### DOCUMENT EXCERPT:
1. The rotation of the combustion chamber body around one of its axis resulting in creation of dynamic force inside its body and fixation via the dynamic force of one of the fuel components on the combustion chamber inner surface.



[0001] The proposed new concept design of the combustion chamber is a combustion chamber body rotating against its axis. A thrust force is being produced along the combustion chamber axial direction. Driven by the centrifugal force one of the fuel components in solid/powder or liquid state is forced to evenly spread on the inner surface of the combustion chamber. This creates a protective layer consisting of that fuel component. In the process of the first fuel component burning with the second fuel component, new quantities of the first fuel component replenish the combustion chamber protective surface layer.

[0002] The replenishing speeds allow controlling the level of the fuel component of the protective layer. The rotation speed increase or reduce the protective layer pressure on the inner surface of the combustion chamber.

[0003] The proposed combustion chamber is compatible with any kind of expanding nozzle (Laval) and nozzle with a central body. Combustion chamber can be rotated as well as self-rotate with blades installed inside the combustion chamber. The combustion chamber in this particular case becomes a source of rotation. Exhaust airflow spinning blades may combine with a compressor in gas turbine engines. The inner combustion chamber blades are cooled down by inner surface wash through.

[0004] To increase the flaming process performance output the warmed up fuel circulates and mixes with the tank fuel.

[0005] By its design the combustion chamber eliminates the wash through procedure. The combustion chamber can be made homogeneous with thicker walls resulting in stronger and more reliable design.

[0006] One combustion chamber may be installed inside another combustion chamber. The inner combustion chamber will receive the excessive amount of a component and this ensures the complete fuel burning in the external combustion chamber.

[0007] The volume of the second component input controls the thrust force of the engine. The combustion chamber may serve as a solid/powder state fuel component and be mixed with other fuel component in a liquid state.

[0008] By increase of the combustion chamber diameter a Koriolis centrifugal effect is created and installation of concentric blades into the combustion chamber it turns into a centrifugal turbine.


[0009] FIG. 1 is a schematic illustration of the invention.

[0010] 1. Fuel components feed

[0011] 2. Sealing elements

[0012] 3. Rotation elements

[0013] 4. Fuel component inflow into combustion chamber (here: cooling element)

[0014] 5. Mixing area

[0015] 6. Cooling component level

[0016] 7. Combustion chamber fire wall

[0017] 8. Vehicle/craft body

[0018] 9. Critical throat section

[0019] 10. Laval nuzzle

[0020] 11. Fuel components inflow into combustion chamber

[0021] 12. Combustion chamber rotation axle

### SUPPLIED MATERIAL:
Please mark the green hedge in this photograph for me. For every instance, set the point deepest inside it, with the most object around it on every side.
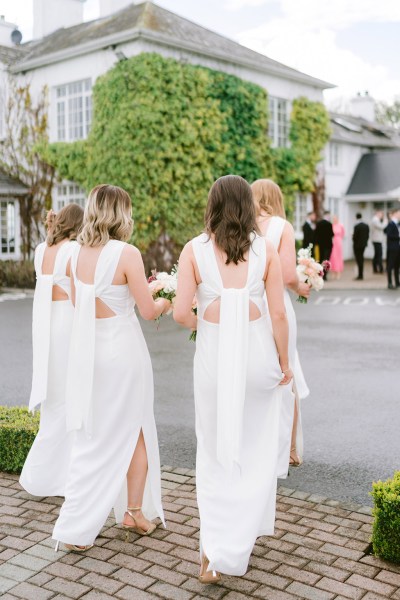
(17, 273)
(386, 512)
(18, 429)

### EXERCISE GOAL:
Answer these questions from the rotating combustion chamber description.
(a) What force drives one of the fuel components to spread evenly on the inner surface of the chamber?
(b) What two kinds of nozzle is the proposed combustion chamber compatible with?
(c) What controls the thrust force of the engine?

### EXERCISE SOLUTION:
(a) The centrifugal force.
(b) Any kind of expanding nozzle (Laval) and a nozzle with a central body.
(c) The volume of the second component input.